(Beginning of Provided information)

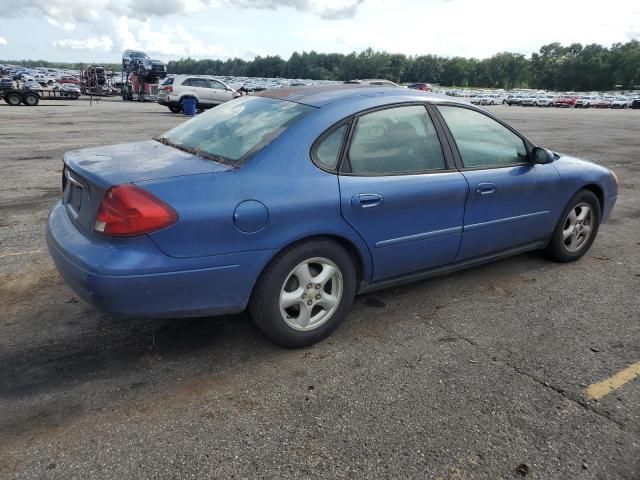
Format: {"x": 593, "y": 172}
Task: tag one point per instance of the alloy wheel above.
{"x": 578, "y": 227}
{"x": 311, "y": 294}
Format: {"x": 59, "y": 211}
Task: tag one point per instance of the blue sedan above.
{"x": 293, "y": 201}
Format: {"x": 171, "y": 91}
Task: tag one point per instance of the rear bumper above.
{"x": 132, "y": 277}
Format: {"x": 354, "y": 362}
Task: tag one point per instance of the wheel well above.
{"x": 597, "y": 191}
{"x": 349, "y": 246}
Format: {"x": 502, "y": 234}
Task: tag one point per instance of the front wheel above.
{"x": 13, "y": 99}
{"x": 577, "y": 229}
{"x": 31, "y": 99}
{"x": 304, "y": 294}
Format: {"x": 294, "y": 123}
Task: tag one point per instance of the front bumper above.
{"x": 132, "y": 277}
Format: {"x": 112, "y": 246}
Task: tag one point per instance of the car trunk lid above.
{"x": 89, "y": 173}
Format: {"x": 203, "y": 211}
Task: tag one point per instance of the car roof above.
{"x": 321, "y": 95}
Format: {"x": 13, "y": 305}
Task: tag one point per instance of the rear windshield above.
{"x": 235, "y": 130}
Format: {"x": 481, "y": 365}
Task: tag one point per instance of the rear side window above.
{"x": 481, "y": 141}
{"x": 216, "y": 85}
{"x": 327, "y": 150}
{"x": 236, "y": 129}
{"x": 400, "y": 140}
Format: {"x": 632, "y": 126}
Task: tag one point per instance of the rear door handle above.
{"x": 366, "y": 200}
{"x": 485, "y": 190}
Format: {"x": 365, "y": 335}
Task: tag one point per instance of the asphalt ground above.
{"x": 478, "y": 374}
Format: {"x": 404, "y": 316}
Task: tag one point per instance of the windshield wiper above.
{"x": 196, "y": 151}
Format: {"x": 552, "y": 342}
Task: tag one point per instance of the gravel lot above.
{"x": 480, "y": 374}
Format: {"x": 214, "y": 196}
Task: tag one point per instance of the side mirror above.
{"x": 541, "y": 155}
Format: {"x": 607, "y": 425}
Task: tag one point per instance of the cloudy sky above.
{"x": 99, "y": 30}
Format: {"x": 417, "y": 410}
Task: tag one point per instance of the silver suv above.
{"x": 207, "y": 91}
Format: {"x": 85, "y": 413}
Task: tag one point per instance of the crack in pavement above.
{"x": 585, "y": 405}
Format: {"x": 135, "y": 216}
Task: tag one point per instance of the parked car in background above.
{"x": 621, "y": 102}
{"x": 373, "y": 81}
{"x": 293, "y": 200}
{"x": 69, "y": 79}
{"x": 565, "y": 101}
{"x": 585, "y": 101}
{"x": 544, "y": 101}
{"x": 492, "y": 99}
{"x": 602, "y": 102}
{"x": 425, "y": 87}
{"x": 528, "y": 100}
{"x": 513, "y": 99}
{"x": 207, "y": 91}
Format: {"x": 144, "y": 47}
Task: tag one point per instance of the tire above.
{"x": 565, "y": 245}
{"x": 288, "y": 326}
{"x": 31, "y": 99}
{"x": 14, "y": 99}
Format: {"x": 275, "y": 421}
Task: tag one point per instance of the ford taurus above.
{"x": 293, "y": 201}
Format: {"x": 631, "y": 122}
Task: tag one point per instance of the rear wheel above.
{"x": 13, "y": 99}
{"x": 577, "y": 229}
{"x": 304, "y": 294}
{"x": 31, "y": 99}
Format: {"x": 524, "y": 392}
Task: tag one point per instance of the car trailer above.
{"x": 31, "y": 97}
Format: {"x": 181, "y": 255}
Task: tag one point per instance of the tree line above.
{"x": 553, "y": 67}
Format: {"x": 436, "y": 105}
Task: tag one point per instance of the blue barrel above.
{"x": 189, "y": 106}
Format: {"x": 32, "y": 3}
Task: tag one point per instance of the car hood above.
{"x": 137, "y": 162}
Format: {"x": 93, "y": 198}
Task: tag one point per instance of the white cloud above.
{"x": 96, "y": 44}
{"x": 169, "y": 40}
{"x": 66, "y": 26}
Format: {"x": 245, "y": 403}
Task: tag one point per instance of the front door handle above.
{"x": 366, "y": 200}
{"x": 486, "y": 190}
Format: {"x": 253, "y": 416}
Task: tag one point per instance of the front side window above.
{"x": 481, "y": 141}
{"x": 400, "y": 140}
{"x": 236, "y": 129}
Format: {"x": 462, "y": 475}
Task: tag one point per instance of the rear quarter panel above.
{"x": 302, "y": 201}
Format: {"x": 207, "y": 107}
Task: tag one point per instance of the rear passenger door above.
{"x": 399, "y": 190}
{"x": 512, "y": 201}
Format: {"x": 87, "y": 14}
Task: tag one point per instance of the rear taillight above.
{"x": 127, "y": 210}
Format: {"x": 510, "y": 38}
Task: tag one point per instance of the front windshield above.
{"x": 235, "y": 130}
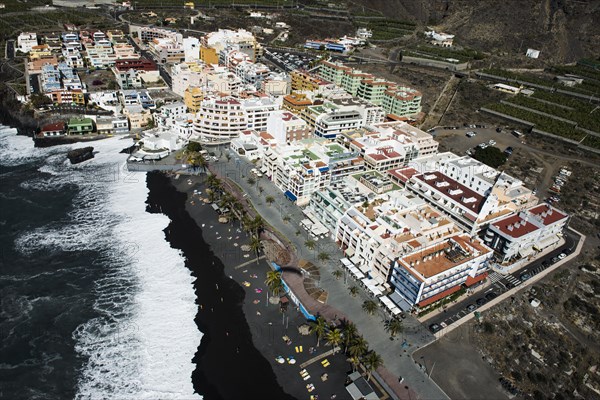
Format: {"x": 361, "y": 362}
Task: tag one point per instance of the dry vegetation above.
{"x": 549, "y": 351}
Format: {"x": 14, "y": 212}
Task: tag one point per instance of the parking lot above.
{"x": 456, "y": 139}
{"x": 499, "y": 284}
{"x": 288, "y": 61}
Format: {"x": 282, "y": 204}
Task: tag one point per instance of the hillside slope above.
{"x": 564, "y": 30}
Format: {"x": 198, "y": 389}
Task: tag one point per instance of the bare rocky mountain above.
{"x": 564, "y": 30}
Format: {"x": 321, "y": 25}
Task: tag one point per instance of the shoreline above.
{"x": 241, "y": 328}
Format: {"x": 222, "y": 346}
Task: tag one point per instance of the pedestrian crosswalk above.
{"x": 513, "y": 280}
{"x": 494, "y": 277}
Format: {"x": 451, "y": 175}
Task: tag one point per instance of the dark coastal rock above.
{"x": 80, "y": 155}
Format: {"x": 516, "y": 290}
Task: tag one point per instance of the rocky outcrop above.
{"x": 80, "y": 155}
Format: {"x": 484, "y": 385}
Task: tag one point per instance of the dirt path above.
{"x": 442, "y": 104}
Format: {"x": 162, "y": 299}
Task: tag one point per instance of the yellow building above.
{"x": 40, "y": 51}
{"x": 62, "y": 96}
{"x": 296, "y": 102}
{"x": 302, "y": 80}
{"x": 193, "y": 97}
{"x": 209, "y": 55}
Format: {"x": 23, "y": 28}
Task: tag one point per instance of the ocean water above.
{"x": 95, "y": 303}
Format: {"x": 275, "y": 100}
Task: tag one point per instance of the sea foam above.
{"x": 143, "y": 343}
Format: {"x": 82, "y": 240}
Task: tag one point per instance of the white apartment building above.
{"x": 167, "y": 50}
{"x": 375, "y": 232}
{"x": 219, "y": 121}
{"x": 191, "y": 48}
{"x": 221, "y": 81}
{"x": 26, "y": 41}
{"x": 148, "y": 33}
{"x": 436, "y": 271}
{"x": 525, "y": 233}
{"x": 169, "y": 113}
{"x": 371, "y": 113}
{"x": 252, "y": 73}
{"x": 276, "y": 84}
{"x": 73, "y": 58}
{"x": 184, "y": 75}
{"x": 473, "y": 194}
{"x": 231, "y": 57}
{"x": 301, "y": 168}
{"x": 257, "y": 112}
{"x": 389, "y": 145}
{"x": 243, "y": 39}
{"x": 286, "y": 127}
{"x": 124, "y": 51}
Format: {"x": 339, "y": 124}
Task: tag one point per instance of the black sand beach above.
{"x": 242, "y": 332}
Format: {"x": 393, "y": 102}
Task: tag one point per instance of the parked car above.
{"x": 525, "y": 276}
{"x": 491, "y": 296}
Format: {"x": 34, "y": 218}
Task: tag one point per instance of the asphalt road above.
{"x": 502, "y": 283}
{"x": 456, "y": 139}
{"x": 34, "y": 83}
{"x": 10, "y": 49}
{"x": 164, "y": 74}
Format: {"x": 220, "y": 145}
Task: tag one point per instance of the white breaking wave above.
{"x": 143, "y": 343}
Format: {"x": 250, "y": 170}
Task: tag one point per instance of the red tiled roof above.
{"x": 547, "y": 213}
{"x": 471, "y": 281}
{"x": 57, "y": 126}
{"x": 465, "y": 193}
{"x": 438, "y": 296}
{"x": 403, "y": 174}
{"x": 515, "y": 226}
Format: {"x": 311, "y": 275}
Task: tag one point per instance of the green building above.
{"x": 80, "y": 126}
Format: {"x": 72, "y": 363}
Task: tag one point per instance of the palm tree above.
{"x": 318, "y": 326}
{"x": 370, "y": 306}
{"x": 393, "y": 326}
{"x": 372, "y": 361}
{"x": 201, "y": 162}
{"x": 255, "y": 246}
{"x": 213, "y": 182}
{"x": 323, "y": 256}
{"x": 349, "y": 333}
{"x": 257, "y": 225}
{"x": 358, "y": 347}
{"x": 334, "y": 338}
{"x": 273, "y": 280}
{"x": 355, "y": 361}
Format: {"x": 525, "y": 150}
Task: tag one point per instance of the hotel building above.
{"x": 432, "y": 273}
{"x": 525, "y": 233}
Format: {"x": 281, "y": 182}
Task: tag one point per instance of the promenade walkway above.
{"x": 396, "y": 354}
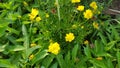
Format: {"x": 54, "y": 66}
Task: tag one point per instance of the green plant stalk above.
{"x": 58, "y": 9}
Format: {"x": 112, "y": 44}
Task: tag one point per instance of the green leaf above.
{"x": 103, "y": 38}
{"x": 87, "y": 51}
{"x": 115, "y": 33}
{"x": 2, "y": 47}
{"x": 55, "y": 65}
{"x": 5, "y": 63}
{"x": 13, "y": 30}
{"x": 74, "y": 52}
{"x": 48, "y": 60}
{"x": 39, "y": 56}
{"x": 26, "y": 22}
{"x": 98, "y": 63}
{"x": 67, "y": 57}
{"x": 61, "y": 61}
{"x": 30, "y": 50}
{"x": 26, "y": 40}
{"x": 16, "y": 48}
{"x": 110, "y": 45}
{"x": 118, "y": 58}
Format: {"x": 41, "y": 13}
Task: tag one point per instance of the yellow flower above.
{"x": 33, "y": 13}
{"x": 38, "y": 19}
{"x": 75, "y": 1}
{"x": 47, "y": 15}
{"x": 80, "y": 8}
{"x": 88, "y": 14}
{"x": 54, "y": 48}
{"x": 86, "y": 42}
{"x": 93, "y": 5}
{"x": 33, "y": 44}
{"x": 99, "y": 58}
{"x": 31, "y": 56}
{"x": 25, "y": 3}
{"x": 69, "y": 37}
{"x": 95, "y": 25}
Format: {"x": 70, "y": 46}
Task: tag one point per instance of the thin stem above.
{"x": 58, "y": 9}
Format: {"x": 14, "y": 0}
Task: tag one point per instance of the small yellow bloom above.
{"x": 54, "y": 48}
{"x": 33, "y": 44}
{"x": 47, "y": 15}
{"x": 95, "y": 25}
{"x": 82, "y": 27}
{"x": 86, "y": 42}
{"x": 88, "y": 14}
{"x": 25, "y": 3}
{"x": 99, "y": 58}
{"x": 33, "y": 13}
{"x": 93, "y": 5}
{"x": 31, "y": 56}
{"x": 80, "y": 8}
{"x": 38, "y": 19}
{"x": 69, "y": 37}
{"x": 75, "y": 1}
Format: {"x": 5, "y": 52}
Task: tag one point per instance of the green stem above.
{"x": 58, "y": 9}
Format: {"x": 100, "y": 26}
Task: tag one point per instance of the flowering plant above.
{"x": 56, "y": 34}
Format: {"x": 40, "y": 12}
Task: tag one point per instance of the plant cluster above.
{"x": 58, "y": 34}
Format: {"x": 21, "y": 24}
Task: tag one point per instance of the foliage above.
{"x": 58, "y": 34}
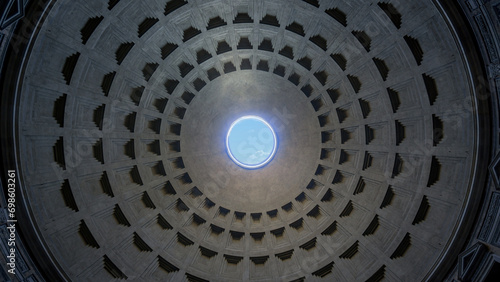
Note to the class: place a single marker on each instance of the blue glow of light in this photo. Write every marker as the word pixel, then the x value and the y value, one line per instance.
pixel 251 142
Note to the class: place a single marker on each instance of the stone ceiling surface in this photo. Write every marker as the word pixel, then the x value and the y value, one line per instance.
pixel 124 107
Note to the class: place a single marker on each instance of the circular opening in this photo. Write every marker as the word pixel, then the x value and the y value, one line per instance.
pixel 251 142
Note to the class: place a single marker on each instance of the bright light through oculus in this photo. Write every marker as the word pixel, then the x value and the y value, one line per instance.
pixel 251 142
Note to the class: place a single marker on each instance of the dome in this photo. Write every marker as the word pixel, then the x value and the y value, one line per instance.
pixel 249 140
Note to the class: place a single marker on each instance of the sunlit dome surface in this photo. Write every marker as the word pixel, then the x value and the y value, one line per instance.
pixel 251 142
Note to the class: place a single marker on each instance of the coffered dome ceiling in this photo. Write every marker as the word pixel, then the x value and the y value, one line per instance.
pixel 124 108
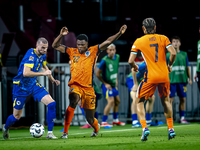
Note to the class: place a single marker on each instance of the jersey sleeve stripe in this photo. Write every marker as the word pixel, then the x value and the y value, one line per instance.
pixel 65 49
pixel 168 46
pixel 98 52
pixel 134 52
pixel 29 65
pixel 44 63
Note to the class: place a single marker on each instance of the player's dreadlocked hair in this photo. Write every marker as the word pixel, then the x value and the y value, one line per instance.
pixel 149 24
pixel 82 37
pixel 42 40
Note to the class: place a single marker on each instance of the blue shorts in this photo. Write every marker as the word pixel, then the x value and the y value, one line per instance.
pixel 20 97
pixel 109 93
pixel 129 83
pixel 180 88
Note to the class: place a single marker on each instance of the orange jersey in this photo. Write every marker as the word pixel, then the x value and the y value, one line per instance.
pixel 82 65
pixel 153 48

(End of Provided information)

(What is being asked): From the line containing "of the orange" down to the last line of the records above, print every line exactly, with both ends kept.

(Task answer):
Note to the class: place a single marker on each instance of the orange jersey in this photo. Write every marker as the word pixel, then the x value and the y value, one line per instance.
pixel 82 65
pixel 153 48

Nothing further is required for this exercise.